Sabtu 21 Nov 2015 07:00 WIB

Bung Hatta dan Nyonya Nunggu Nyoblos

Red: Maman Sudiaman
Bung Hatta dan nyonya menunggu giliran nyoblos pada pemilu 1955.
Foto: Kompen
Bung Hatta dan nyonya menunggu giliran nyoblos pada pemilu 1955.

REPUBLIKA.CO.ID, Oleh: Alwi Shihab

 

Pada Pemilu pertama tanggal 29 September 1955, Presiden Soekarno dan Wakil Presiden Hatta ikut memberikan suaranya. Bung Karno antre bersama-sama dengan masyarakat di salah satu TPS di Merdeka Utara depan Istana. Sedangkan Bung Hatta (bangku kedua berkacamata) dan Nyonya Rahmi Hatta (bangku pertama berkacamata hitam) tampak tengah menanti giliran di gedung Olahraga Ikada (kini Monas), berseberangan dengan Istana Wakil Presiden di Medan Merdeka Selatan, Jakarta Pusat. Kedua suami istri itu berbaur dengan rakyat, duduk di kursi sederhana menanti panggilan petugas TPS.

——

Tujuan Latihan: Tuliskan kembali dengan tepat seluruh bagian bacaan tentang Bung Hatta pada Pemilu 1955, mulai dari "Sabtu 21 Nov" hingga "panggilan petugas TPS.". Daftar berikut sama sekali tidak digunakan dalam latihan ini.

——

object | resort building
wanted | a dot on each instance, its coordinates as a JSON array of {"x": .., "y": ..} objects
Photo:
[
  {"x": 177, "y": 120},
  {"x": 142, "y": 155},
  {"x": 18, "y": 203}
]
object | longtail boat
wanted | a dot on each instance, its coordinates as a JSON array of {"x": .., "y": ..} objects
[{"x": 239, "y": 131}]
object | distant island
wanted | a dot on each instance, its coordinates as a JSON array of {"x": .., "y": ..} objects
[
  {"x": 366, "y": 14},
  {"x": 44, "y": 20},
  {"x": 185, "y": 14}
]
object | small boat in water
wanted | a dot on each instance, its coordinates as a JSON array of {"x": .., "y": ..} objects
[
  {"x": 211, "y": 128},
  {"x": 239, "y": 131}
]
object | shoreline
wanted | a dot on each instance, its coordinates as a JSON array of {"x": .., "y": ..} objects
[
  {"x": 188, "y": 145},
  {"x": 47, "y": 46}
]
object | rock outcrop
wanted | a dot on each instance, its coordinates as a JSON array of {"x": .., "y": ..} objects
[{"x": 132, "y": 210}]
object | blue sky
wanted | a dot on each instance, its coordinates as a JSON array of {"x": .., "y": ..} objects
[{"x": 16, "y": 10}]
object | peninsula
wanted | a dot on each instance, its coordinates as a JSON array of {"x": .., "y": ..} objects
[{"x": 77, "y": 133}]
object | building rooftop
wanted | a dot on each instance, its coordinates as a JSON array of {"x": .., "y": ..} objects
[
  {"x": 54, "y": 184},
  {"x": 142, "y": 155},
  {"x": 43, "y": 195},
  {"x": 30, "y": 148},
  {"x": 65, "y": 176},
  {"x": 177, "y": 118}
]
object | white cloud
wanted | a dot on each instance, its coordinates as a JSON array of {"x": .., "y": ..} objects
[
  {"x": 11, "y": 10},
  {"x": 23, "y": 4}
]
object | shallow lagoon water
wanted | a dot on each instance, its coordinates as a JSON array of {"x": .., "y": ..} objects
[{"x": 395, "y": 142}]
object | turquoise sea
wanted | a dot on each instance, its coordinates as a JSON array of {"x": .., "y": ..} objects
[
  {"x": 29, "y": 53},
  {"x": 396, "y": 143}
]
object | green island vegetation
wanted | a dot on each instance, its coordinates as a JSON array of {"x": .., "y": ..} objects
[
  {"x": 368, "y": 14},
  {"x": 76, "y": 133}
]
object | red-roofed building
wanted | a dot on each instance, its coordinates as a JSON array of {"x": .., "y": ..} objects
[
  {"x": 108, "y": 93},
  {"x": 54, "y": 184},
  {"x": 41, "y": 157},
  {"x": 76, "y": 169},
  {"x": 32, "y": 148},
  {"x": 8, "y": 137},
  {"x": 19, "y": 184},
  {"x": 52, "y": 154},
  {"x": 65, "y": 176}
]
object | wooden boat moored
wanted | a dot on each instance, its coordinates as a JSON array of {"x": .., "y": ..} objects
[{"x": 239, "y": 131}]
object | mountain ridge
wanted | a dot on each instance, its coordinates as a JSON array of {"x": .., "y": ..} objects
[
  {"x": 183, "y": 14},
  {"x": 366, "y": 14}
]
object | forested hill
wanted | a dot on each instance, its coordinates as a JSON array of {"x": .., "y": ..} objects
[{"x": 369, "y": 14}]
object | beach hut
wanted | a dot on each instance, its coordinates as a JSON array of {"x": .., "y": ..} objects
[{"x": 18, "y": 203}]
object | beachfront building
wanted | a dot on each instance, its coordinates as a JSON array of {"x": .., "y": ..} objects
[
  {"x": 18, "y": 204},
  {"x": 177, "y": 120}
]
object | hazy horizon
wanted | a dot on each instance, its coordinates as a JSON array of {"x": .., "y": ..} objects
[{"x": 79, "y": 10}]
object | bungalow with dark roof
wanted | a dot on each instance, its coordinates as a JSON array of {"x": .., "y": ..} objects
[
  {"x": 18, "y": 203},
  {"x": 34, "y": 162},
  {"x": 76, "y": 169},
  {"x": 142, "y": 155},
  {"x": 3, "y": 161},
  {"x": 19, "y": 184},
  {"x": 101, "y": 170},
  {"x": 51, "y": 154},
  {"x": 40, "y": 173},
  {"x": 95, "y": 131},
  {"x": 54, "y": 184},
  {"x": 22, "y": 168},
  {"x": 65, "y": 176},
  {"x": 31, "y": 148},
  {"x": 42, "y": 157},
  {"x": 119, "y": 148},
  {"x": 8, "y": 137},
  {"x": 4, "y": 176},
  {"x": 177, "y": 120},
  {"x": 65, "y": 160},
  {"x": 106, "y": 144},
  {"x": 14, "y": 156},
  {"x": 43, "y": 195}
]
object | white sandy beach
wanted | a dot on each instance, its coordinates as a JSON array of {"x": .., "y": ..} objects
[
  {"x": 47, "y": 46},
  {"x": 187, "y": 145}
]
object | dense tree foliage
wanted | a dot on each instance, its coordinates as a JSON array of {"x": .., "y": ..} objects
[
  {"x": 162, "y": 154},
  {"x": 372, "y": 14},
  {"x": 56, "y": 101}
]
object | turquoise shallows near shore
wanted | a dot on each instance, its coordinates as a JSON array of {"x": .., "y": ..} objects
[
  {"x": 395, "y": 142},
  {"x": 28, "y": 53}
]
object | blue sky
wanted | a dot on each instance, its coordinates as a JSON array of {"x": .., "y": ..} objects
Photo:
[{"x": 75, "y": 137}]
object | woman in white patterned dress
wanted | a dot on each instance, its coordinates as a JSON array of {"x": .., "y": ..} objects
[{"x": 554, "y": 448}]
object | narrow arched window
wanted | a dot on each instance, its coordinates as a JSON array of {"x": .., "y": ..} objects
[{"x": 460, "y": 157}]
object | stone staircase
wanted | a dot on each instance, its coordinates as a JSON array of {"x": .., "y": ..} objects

——

Penyelesaian Latihan:
Sabtu 21 Nov 2015 07:00 WIB

Bung Hatta dan Nyonya Nunggu Nyoblos

Red: Maman Sudiaman
Bung Hatta dan nyonya menunggu giliran nyoblos pada pemilu 1955.
Foto: Kompen
Bung Hatta dan nyonya menunggu giliran nyoblos pada pemilu 1955.

REPUBLIKA.CO.ID, Oleh: Alwi Shihab

 

Pada Pemilu pertama tanggal 29 September 1955, Presiden Soekarno dan Wakil Presiden Hatta ikut memberikan suaranya. Bung Karno antre bersama-sama dengan masyarakat di salah satu TPS di Merdeka Utara depan Istana. Sedangkan Bung Hatta (bangku kedua berkacamata) dan Nyonya Rahmi Hatta (bangku pertama berkacamata hitam) tampak tengah menanti giliran di gedung Olahraga Ikada (kini Monas), berseberangan dengan Istana Wakil Presiden di Medan Merdeka Selatan, Jakarta Pusat. Kedua suami istri itu berbaur dengan rakyat, duduk di kursi sederhana menanti panggilan petugas TPS.